[Problem statement] Copy, from the listing, every line in which the string "siding" is present.
╭──
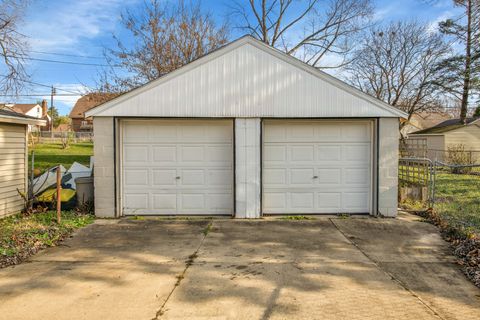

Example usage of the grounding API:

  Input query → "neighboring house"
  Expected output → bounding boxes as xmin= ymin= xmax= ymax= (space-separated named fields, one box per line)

xmin=401 ymin=111 xmax=452 ymax=136
xmin=69 ymin=93 xmax=115 ymax=132
xmin=410 ymin=117 xmax=480 ymax=160
xmin=86 ymin=36 xmax=406 ymax=219
xmin=0 ymin=108 xmax=46 ymax=217
xmin=1 ymin=100 xmax=51 ymax=132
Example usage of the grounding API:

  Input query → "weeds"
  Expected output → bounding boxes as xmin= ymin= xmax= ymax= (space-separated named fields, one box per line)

xmin=279 ymin=215 xmax=316 ymax=220
xmin=1 ymin=211 xmax=94 ymax=268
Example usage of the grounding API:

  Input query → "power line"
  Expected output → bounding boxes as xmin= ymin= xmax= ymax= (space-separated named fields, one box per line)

xmin=27 ymin=50 xmax=105 ymax=60
xmin=6 ymin=55 xmax=117 ymax=67
xmin=0 ymin=93 xmax=80 ymax=97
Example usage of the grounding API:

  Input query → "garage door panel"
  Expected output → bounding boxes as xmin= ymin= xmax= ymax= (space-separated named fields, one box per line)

xmin=153 ymin=194 xmax=177 ymax=210
xmin=290 ymin=169 xmax=315 ymax=185
xmin=122 ymin=120 xmax=233 ymax=215
xmin=343 ymin=144 xmax=370 ymax=161
xmin=317 ymin=193 xmax=342 ymax=210
xmin=343 ymin=192 xmax=369 ymax=209
xmin=264 ymin=146 xmax=286 ymax=161
xmin=124 ymin=193 xmax=149 ymax=210
xmin=152 ymin=146 xmax=177 ymax=162
xmin=263 ymin=120 xmax=372 ymax=214
xmin=263 ymin=168 xmax=286 ymax=185
xmin=124 ymin=169 xmax=149 ymax=186
xmin=263 ymin=192 xmax=287 ymax=210
xmin=344 ymin=168 xmax=369 ymax=185
xmin=152 ymin=169 xmax=177 ymax=186
xmin=124 ymin=146 xmax=149 ymax=163
xmin=291 ymin=192 xmax=314 ymax=208
xmin=206 ymin=145 xmax=233 ymax=162
xmin=317 ymin=145 xmax=341 ymax=161
xmin=207 ymin=169 xmax=233 ymax=186
xmin=180 ymin=170 xmax=205 ymax=185
xmin=318 ymin=169 xmax=341 ymax=184
xmin=181 ymin=146 xmax=205 ymax=162
xmin=291 ymin=145 xmax=314 ymax=161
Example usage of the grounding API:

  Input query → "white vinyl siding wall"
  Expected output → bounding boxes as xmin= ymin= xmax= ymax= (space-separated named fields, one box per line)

xmin=0 ymin=123 xmax=27 ymax=217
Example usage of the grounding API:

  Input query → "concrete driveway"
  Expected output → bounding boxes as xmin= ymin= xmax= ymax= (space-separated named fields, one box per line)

xmin=0 ymin=213 xmax=479 ymax=320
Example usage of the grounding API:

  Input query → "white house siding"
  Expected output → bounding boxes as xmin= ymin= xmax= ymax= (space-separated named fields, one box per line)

xmin=0 ymin=123 xmax=27 ymax=217
xmin=88 ymin=39 xmax=403 ymax=119
xmin=235 ymin=118 xmax=261 ymax=218
xmin=378 ymin=118 xmax=399 ymax=217
xmin=93 ymin=117 xmax=116 ymax=217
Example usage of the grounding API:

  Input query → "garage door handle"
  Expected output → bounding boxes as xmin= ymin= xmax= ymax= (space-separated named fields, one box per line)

xmin=176 ymin=176 xmax=181 ymax=179
xmin=313 ymin=176 xmax=318 ymax=179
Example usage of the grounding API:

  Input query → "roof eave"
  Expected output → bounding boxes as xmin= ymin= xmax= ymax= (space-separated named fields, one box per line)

xmin=0 ymin=115 xmax=47 ymax=126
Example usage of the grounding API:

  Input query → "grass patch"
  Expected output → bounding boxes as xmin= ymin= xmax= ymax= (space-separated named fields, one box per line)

xmin=279 ymin=215 xmax=316 ymax=220
xmin=433 ymin=172 xmax=480 ymax=237
xmin=0 ymin=211 xmax=94 ymax=268
xmin=29 ymin=142 xmax=93 ymax=172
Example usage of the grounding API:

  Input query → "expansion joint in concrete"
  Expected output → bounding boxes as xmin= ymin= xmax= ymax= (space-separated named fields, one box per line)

xmin=151 ymin=221 xmax=213 ymax=319
xmin=329 ymin=218 xmax=446 ymax=320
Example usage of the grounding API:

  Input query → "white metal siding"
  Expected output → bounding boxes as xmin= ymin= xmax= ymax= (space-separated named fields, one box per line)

xmin=90 ymin=39 xmax=403 ymax=119
xmin=121 ymin=119 xmax=234 ymax=215
xmin=0 ymin=123 xmax=26 ymax=217
xmin=263 ymin=120 xmax=372 ymax=214
xmin=235 ymin=118 xmax=261 ymax=218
╰──
[Solution below]
  Input query → "white vinyl siding wall"
  Input query → "white house siding"
  Input query → "white metal siding"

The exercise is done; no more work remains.